▶ Task goal:
Please output the entries below without altering a single character.

▶ Records for the exercise:
-- Opening Marker --
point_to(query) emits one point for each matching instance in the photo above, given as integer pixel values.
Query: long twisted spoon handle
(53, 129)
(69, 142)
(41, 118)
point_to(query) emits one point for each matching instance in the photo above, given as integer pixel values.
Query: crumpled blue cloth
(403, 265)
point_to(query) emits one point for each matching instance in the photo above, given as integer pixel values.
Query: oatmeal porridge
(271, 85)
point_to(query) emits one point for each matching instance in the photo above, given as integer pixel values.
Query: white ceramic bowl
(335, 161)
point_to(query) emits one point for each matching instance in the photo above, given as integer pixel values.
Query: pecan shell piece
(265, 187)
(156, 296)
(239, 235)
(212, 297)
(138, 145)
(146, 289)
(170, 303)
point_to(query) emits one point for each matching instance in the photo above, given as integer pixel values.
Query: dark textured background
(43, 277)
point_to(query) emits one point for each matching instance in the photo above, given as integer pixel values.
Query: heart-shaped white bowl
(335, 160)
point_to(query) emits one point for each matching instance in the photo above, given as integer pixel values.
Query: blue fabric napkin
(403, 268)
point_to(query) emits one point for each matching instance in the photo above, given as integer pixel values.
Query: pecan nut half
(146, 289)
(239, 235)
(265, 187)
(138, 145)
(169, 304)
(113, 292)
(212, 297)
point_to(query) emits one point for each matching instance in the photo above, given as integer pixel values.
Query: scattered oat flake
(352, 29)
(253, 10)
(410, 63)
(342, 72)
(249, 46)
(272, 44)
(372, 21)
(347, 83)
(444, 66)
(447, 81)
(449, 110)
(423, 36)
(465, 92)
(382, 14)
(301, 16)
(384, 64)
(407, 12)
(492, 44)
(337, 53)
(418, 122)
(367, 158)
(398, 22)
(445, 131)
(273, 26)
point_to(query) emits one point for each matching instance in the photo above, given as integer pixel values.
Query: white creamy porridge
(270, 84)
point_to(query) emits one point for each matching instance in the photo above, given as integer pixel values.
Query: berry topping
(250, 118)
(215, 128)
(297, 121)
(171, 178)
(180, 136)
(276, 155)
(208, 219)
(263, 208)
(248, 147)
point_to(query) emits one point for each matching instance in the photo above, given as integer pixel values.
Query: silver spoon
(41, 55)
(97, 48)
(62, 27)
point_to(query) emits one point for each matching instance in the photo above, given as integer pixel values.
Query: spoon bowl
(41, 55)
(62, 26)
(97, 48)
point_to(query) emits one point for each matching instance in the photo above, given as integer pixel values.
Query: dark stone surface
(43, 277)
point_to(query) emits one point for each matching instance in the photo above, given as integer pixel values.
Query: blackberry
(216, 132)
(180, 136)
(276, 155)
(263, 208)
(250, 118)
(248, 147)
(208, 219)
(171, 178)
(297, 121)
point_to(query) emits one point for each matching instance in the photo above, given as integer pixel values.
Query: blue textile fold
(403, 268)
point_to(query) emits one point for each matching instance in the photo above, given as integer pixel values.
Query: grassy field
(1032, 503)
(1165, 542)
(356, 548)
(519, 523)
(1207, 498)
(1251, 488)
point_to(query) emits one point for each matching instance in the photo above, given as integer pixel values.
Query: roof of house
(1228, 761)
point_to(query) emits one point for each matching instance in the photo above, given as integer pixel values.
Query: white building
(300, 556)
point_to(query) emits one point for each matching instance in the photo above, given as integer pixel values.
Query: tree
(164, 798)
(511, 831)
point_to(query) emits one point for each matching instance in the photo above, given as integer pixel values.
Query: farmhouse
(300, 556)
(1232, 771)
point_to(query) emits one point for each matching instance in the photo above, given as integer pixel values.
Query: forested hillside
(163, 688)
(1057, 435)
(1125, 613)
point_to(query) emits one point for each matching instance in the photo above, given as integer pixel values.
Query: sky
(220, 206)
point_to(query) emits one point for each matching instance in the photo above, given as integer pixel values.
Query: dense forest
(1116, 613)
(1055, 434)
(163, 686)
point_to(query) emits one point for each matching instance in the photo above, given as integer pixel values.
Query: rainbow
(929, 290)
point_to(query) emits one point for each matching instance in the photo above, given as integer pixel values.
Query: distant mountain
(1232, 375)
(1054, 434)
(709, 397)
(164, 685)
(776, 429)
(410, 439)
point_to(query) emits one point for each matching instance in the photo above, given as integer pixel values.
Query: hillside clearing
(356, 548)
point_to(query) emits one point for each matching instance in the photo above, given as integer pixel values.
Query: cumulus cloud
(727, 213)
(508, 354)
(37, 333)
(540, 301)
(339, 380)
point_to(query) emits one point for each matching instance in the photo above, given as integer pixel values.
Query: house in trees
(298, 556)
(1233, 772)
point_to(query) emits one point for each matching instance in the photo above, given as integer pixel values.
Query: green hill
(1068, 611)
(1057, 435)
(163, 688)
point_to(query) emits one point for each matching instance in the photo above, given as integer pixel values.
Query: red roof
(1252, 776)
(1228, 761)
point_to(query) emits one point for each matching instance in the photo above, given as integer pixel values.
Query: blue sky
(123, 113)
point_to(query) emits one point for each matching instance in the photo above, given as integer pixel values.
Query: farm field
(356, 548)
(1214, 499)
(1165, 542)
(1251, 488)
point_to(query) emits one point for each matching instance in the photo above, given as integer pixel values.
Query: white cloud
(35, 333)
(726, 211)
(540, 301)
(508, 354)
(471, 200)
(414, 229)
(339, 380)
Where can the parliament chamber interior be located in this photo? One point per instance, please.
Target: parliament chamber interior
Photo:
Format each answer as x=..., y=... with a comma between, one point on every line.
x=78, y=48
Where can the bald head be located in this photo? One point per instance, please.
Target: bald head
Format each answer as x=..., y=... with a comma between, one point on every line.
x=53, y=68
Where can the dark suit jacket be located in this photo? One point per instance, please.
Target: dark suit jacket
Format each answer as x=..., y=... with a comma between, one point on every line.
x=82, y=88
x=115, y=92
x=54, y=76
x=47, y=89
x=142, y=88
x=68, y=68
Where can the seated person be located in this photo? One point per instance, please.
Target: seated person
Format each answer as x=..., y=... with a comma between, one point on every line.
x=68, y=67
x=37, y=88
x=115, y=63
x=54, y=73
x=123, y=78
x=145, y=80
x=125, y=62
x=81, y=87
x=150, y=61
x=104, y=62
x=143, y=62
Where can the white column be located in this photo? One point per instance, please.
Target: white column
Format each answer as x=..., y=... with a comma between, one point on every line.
-- Closing Marker --
▶ Result of the task:
point_to(query) emits one point for each matching instance in the photo above, given as integer pixel values.
Query: long twisted spoon handle
(53, 129)
(69, 142)
(41, 118)
point_to(query) emits one point for each matching instance in the photo above, given as integer pixel values.
Query: crumpled blue cloth
(403, 265)
point_to(query) emits one point for each matching instance in the photo above, given as integer pixel values.
Query: oatmeal porridge
(271, 85)
point_to(query) emits one point for each matching instance in the photo above, given as integer pixel values.
Query: white ceramic bowl
(335, 161)
point_to(query) emits one point for each matching instance in the photo above, given as integer pixel values.
Query: pecan shell piece
(265, 187)
(156, 296)
(239, 235)
(212, 297)
(138, 145)
(146, 289)
(170, 303)
point_to(query) emits one point for each matching instance in the photo above, given as integer pixel values.
Query: dark textured background
(43, 277)
point_to(query) emits one point for each matching instance in the photo above, given as integer pixel values.
Query: heart-shaped white bowl
(335, 160)
point_to(query) emits one point for each matching instance in the photo above, given as integer pixel values.
Query: blue fabric napkin
(403, 268)
point_to(query) emits one point for each matching instance in the photo above, given as integer pixel values.
Query: pecan nut half
(146, 289)
(239, 235)
(265, 187)
(138, 145)
(169, 304)
(113, 292)
(212, 297)
point_to(query) emits one point for each matching instance in the photo above, given as integer pixel values.
Query: scattered oat flake
(352, 29)
(253, 10)
(410, 63)
(342, 72)
(249, 46)
(272, 44)
(372, 21)
(347, 83)
(444, 66)
(447, 81)
(449, 110)
(423, 36)
(465, 92)
(382, 14)
(301, 16)
(384, 64)
(407, 12)
(492, 44)
(337, 53)
(418, 122)
(367, 158)
(398, 22)
(445, 131)
(273, 26)
point_to(query) emits one point for each matching instance in the photo above, given as integer pixel values.
Query: white creamy porridge
(270, 84)
point_to(query) emits one point for each matching instance in the photo above, given as integer pixel values.
Query: berry topping
(250, 118)
(215, 128)
(297, 121)
(171, 178)
(180, 136)
(276, 155)
(208, 219)
(263, 208)
(248, 147)
point_to(query) emits one point for each matching instance in the photo above, given as integer pixel values.
Query: silver spoon
(41, 55)
(97, 48)
(62, 27)
point_to(query) emits one point for each matching instance in the photo above, given as integer pixel values.
Query: spoon bowl
(41, 55)
(62, 26)
(97, 48)
point_to(query) emits one point for each matching instance in the photo above, given as integer pixel values.
Query: dark stone surface
(43, 277)
point_to(query) emits one point for each matching instance in the photo above, given as integer pixel values.
Query: blackberry
(216, 132)
(180, 136)
(276, 155)
(263, 208)
(250, 118)
(248, 147)
(208, 219)
(171, 178)
(297, 121)
point_to(query) emits one point for each matching instance in the photo above, given as integer pixel values.
Query: blue textile fold
(403, 268)
point_to(query) emits one point for each matching instance in the photo above, given as integer pixel values.
Query: grassy field
(1032, 503)
(1165, 542)
(356, 548)
(519, 523)
(1207, 498)
(1251, 488)
point_to(query) emits one point for each matching instance in the photo above, given as integer pixel values.
Query: roof of house
(1228, 761)
point_to(query) emits one point for each matching instance in the photo above, given as integer pixel values.
Query: white building
(300, 556)
point_to(query) emits one point for each matching instance in the photo above, given as integer pixel values.
Query: tree
(164, 798)
(511, 831)
point_to(query) emits one point for each matching instance in the photo above, given as integer pixel values.
Query: farmhouse
(300, 556)
(1232, 771)
point_to(query) emits one point for each matching instance in the photo above, given as integer pixel values.
Query: forested hillside
(163, 688)
(1057, 435)
(1125, 613)
point_to(query) emits one point for each matching instance in the photo above, given as integer pixel values.
Query: sky
(220, 206)
point_to(query) emits one point for each matching instance in the photo above, given as integer pixel values.
Query: dense forest
(1116, 613)
(1055, 434)
(163, 686)
point_to(query) emits one point for each matching instance in the photo above, given as integer pixel values.
Query: rainbow
(929, 290)
point_to(query) emits one point for each matching instance in the photo above, given as integer pixel values.
Query: distant mountain
(1232, 375)
(1054, 434)
(709, 397)
(164, 685)
(776, 429)
(410, 439)
point_to(query) emits one point for each matching instance in the photo above, given as integer pixel values.
Query: hillside clearing
(356, 548)
point_to(query) emits one point for each matching instance in the photo above, given as integer pixel values.
Query: cumulus cloud
(727, 213)
(508, 354)
(37, 333)
(540, 301)
(339, 380)
point_to(query) emits one point for each matching instance in the photo above, given as integer pixel values.
Query: house in trees
(298, 556)
(1233, 772)
point_to(query) emits one point for each matching instance in the photo above, given as integer pixel values.
Query: green hill
(1068, 611)
(1057, 435)
(163, 688)
point_to(query) emits one point for each matching instance in the photo above, given as integer pixel values.
Query: red roof
(1252, 776)
(1228, 761)
point_to(query) emits one point for each matching instance in the photo above, given as integer pixel values.
Query: blue sky
(123, 113)
point_to(query) emits one point for each matching instance in the photo above, given as integer pixel values.
Query: farm field
(356, 548)
(1214, 499)
(1165, 542)
(1251, 488)
point_to(query) emits one point for each matching instance in the photo above, given as integer pixel values.
Query: white cloud
(35, 333)
(726, 211)
(540, 301)
(508, 354)
(471, 200)
(414, 229)
(339, 380)
Where can the parliament chamber interior be located in this photo? One point per instance, please.
Target: parliament chamber interior
Photo:
Format each answer as x=..., y=... with a comma between, one point on every line.
x=78, y=48
Where can the bald head be located in this photo? One point per instance, please.
Target: bald head
Format each answer as x=..., y=... with a comma between, one point on every line.
x=53, y=68
Where can the dark suit jacket be located in this photo? One point per instance, please.
Target: dark suit jacket
Format each answer as x=..., y=... with a comma between, one point on every line.
x=82, y=88
x=115, y=92
x=54, y=76
x=47, y=89
x=142, y=88
x=68, y=68
Where can the seated person be located in this photo? One point per instance, please.
Target: seated person
Format each answer as x=..., y=... with a comma between, one point on every line.
x=68, y=67
x=37, y=88
x=115, y=63
x=54, y=73
x=123, y=78
x=145, y=80
x=125, y=62
x=81, y=87
x=150, y=61
x=104, y=62
x=143, y=62
Where can the white column be located in this photo? One point per instance, please.
Target: white column
Format each answer as x=..., y=... with a comma between, one point on every line.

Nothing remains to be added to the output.